## Source document
--- START ---

We work with an extraordinary group of families. In many ways they are quite different. The parents work in a variety of occupations: school teacher, software engineer, nurse, truck driver, police officer, postal worker, to name a few. Some have several young children to care for while others have only one older child still at home. They come from a myriad of ethnic and cultural backgrounds. But there is always a common thread: they are trying to hold their families together during cancer treatment. They hope to minimize both the short- and long-term financial impact that treatment has on their family. And, they want to continue to live a “normal life” under difficult circumstances.
Over the years we have worked with more than 500 families as they made their way through the cancer treatment. Here are the profiles of several familes that have participated in our program.
Terry and her husband Bob came to FamiliesCAN after both had been diagnosed with cancer: she with breast cancer, and he with multiple myeloma. Terry, who home-schools her two teenage children in San Jose, also has muscular dystrophy and uses a wheelchair. Bob, a construction superintendent, took some time off of work to help while Terry was in treatment. FamiliesCAN helped them with two months mortgage. Through her own personal crusade, Terry fought for the right for all women, including those confined to a wheelchair, to obtain a mammogram. She and her husband were also instrumental in helping FamiliesCAN procure just the right wheelchair for another FamiliesCAN patient. It was their very kind way of giving something back to FamiliesCAN.

--- END ---

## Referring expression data
--- START ---

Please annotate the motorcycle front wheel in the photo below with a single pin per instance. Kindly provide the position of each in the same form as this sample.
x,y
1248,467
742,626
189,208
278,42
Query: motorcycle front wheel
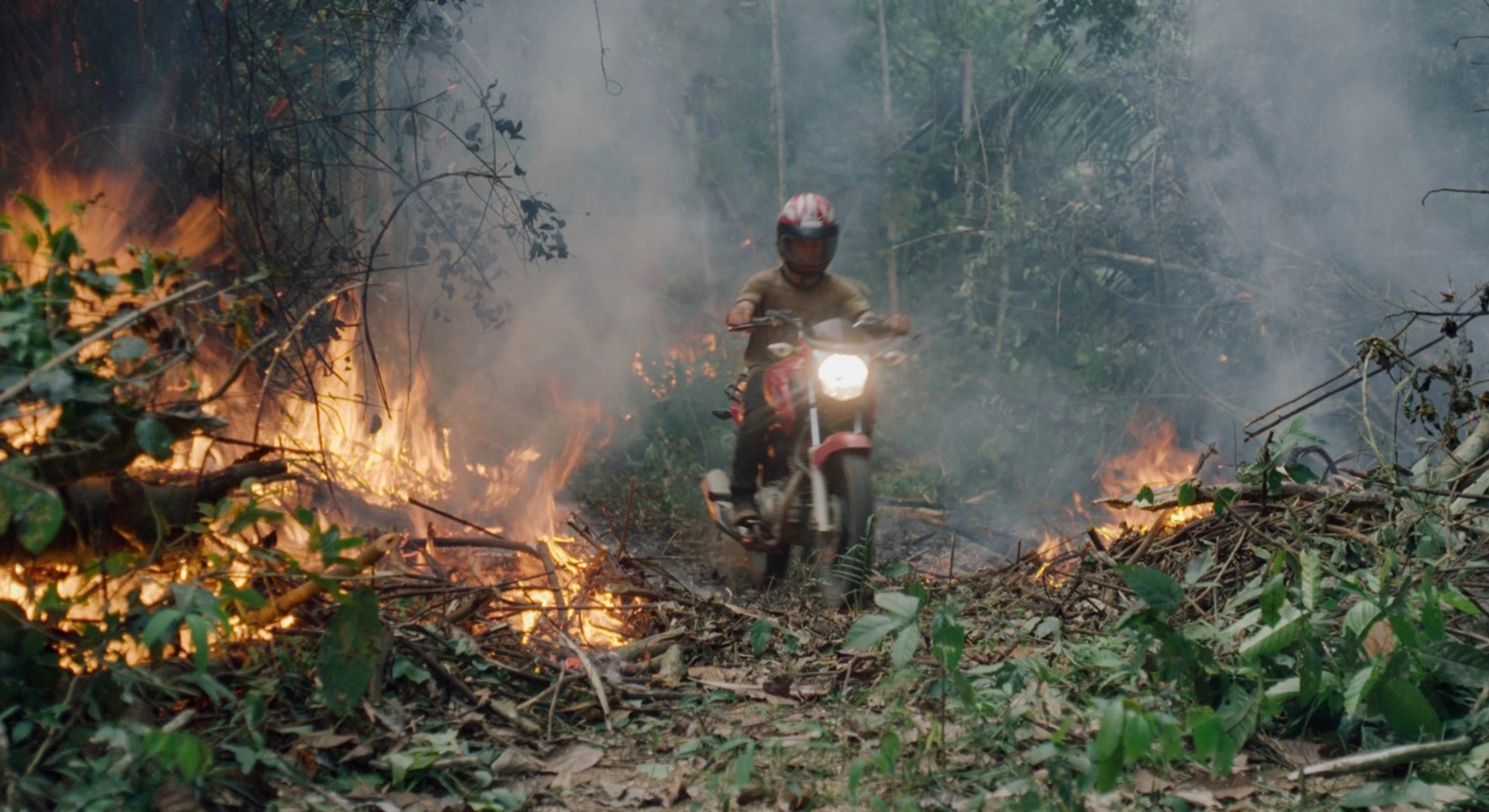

--- END ---

## Explore the material
1. In the text above about families going through cancer treatment, list the occupations that its first paragraph names after "a variety of occupations".
2. Write the next part of the text above about families going through cancer treatment, picking up after its last sentence.

## Results of the tasks
1. school teacher, software engineer, nurse, truck driver, police officer, postal worker

2.
May, the mother of a five-year-old and a ten-month-old, was diagnosed with hodgkin’s disease as she was about to give birth to her third child. She and her husband James reside in Sunnyvale. They came to us just as the high-tech economy went into decline and James was laid off from his job as a mask designer. May was the owner of a catering business and needed to juggle treatment, mothering, and managing her business all at once. FamiliesCAN helped by paying off credit card debt that had accumulated as a result of cancer treatment. May recovered, James went back to work, and at the end of a trying time everything was back to normal in their household. May, who has now catered several of the FamiliesCAN holiday parties with over 100 guests, makes the best roasted chicken and mashed potatoes in the Valley!
Cristen, the mother of a three-year-old daughter, applied to the FamiliesCAN program during her struggle against breast cancer. Residing with her husband in Sunnyvale, Cristen suffers from heart problems as a result of her treatment and is easily fatigued. FamiliesCAN stepped in and helped in two ways. First, we paid the rent for their mobile home. Next, our Program Director worked with Cristen to find a preschool for her daughter. A highly regarded program on the Peninsula awarded a full scholarship, providing a much needed respite for mom during the day.
Jennifer, a twenty-six year old from Santa Clara, applied to the FamiliesCAN program when she was diagnosed with hodgkin's lymphoma. At the time, she was the single mother of two young girls, ages five and eight. Jennifer volunteered to share her story on some radio spots that we were taping for NPR, but became so ill at the taping that she was hospitalized that evening. Her Mediport had become infected and she almost died. She slowly recovered from her illness, and FamiliesCAN helped her through the time when she was unable to work by paying her rent for three months and giving her gift cards for the girls. It is so nice to visit with her today: happy, smiling, healthy. This spring, there was another sign that Jennifer had achieved a full recovery: a new baby girl was born!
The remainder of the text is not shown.